**Short problem A**
What price did the option Mr Booth obtained in 1990 set for Mrs Pell's Lyall Bay property, according to the court judgment?
**Short problem B**
Copy the court judgment word for word from "Hearing:: 31 July" to "of unconscionable bargain.".

**Excerpt to read**
---

Booth v Dean Ca252/01

Case

[2002] NZCA 375

1 August 2002


IN THE COURT OF APPEAL OF NEW ZEALAND CA252/01
BETWEEN ROBIN GRAHAM BOOTH

Appellant

AND JOHN ANDREW DEAN

Respondent

Hearing:: 31 July 2002
Coram: Gault P
Robertson J
Paterson J
Appearances: R G Booth – Appellant in person
R C Laurenson for Respondent
Judgment: 1 August 2002

JUDGMENT OF THE COURT DELIVERED BY GAULT P

  1. This is an appeal against the various orders made by Ellis J in the High Court at Wellington after disposing of the substantive issues in favour of the appellant (the defendant in the High Court).  The appellant, Mr Booth, is a businessman who in 1990 obtained an option from the late Mrs Pell to purchase her Lyall Bay property for $115,000.  The respondent, Mr Dean, was Mrs Pell’s solicitor and is the executor of her estate.  The substantive issues concerned the validity of the option agreement and a collateral property management agreement between Mr Booth and Mrs Pell in the face of an allegation of unconscionable bargain.

---

**Data provided**
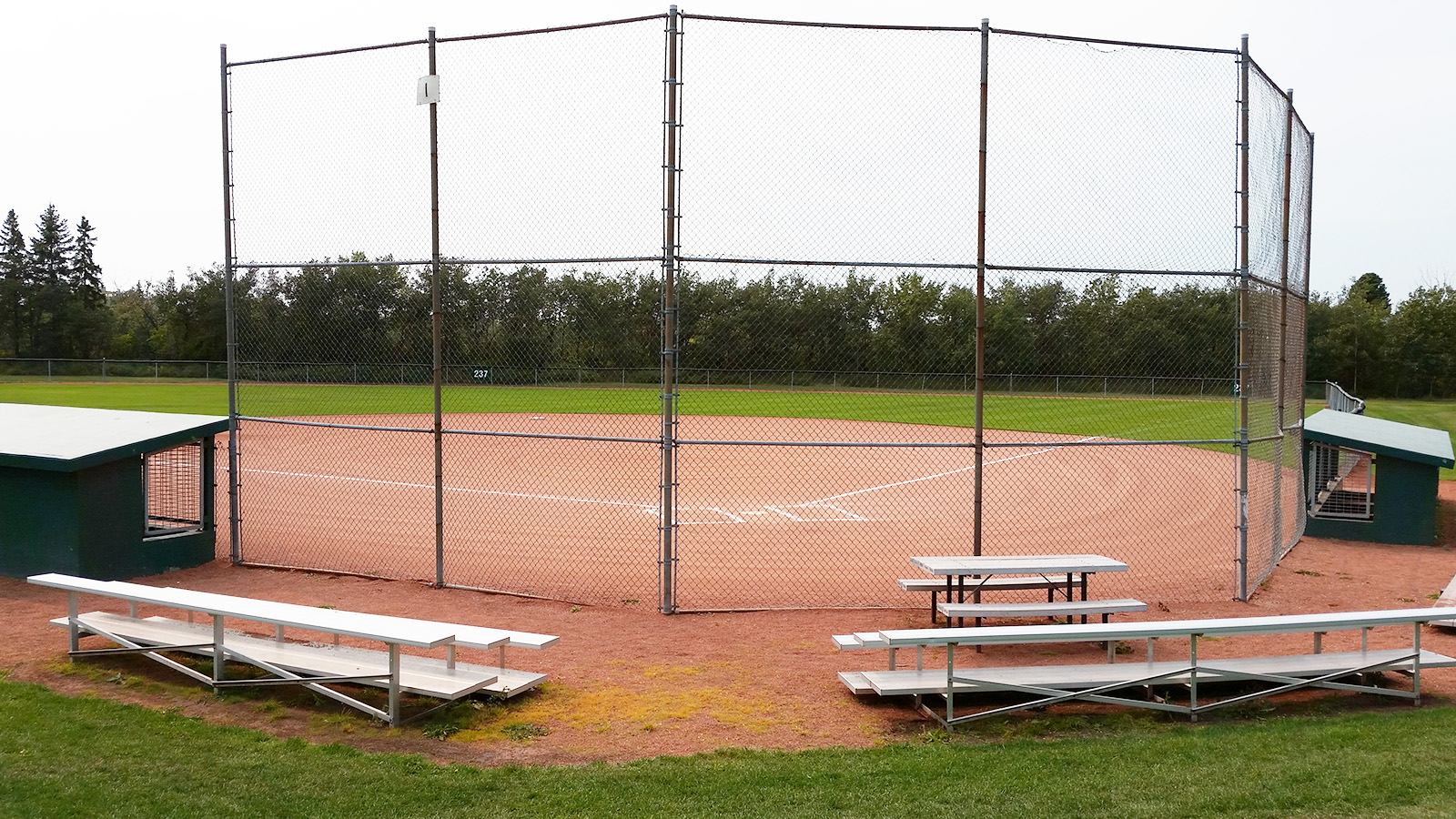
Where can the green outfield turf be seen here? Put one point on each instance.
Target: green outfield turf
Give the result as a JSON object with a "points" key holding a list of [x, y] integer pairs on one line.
{"points": [[87, 756], [1140, 419]]}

---

**Full solution A**
$115,000.

**Full solution B**
Hearing:: 31 July 2002
Coram: Gault P
Robertson J
Paterson J
Appearances: R G Booth – Appellant in person
R C Laurenson for Respondent
Judgment: 1 August 2002

JUDGMENT OF THE COURT DELIVERED BY GAULT P

  1. This is an appeal against the various orders made by Ellis J in the High Court at Wellington after disposing of the substantive issues in favour of the appellant (the defendant in the High Court).  The appellant, Mr Booth, is a businessman who in 1990 obtained an option from the late Mrs Pell to purchase her Lyall Bay property for $115,000.  The respondent, Mr Dean, was Mrs Pell’s solicitor and is the executor of her estate.  The substantive issues concerned the validity of the option agreement and a collateral property management agreement between Mr Booth and Mrs Pell in the face of an allegation of unconscionable bargain.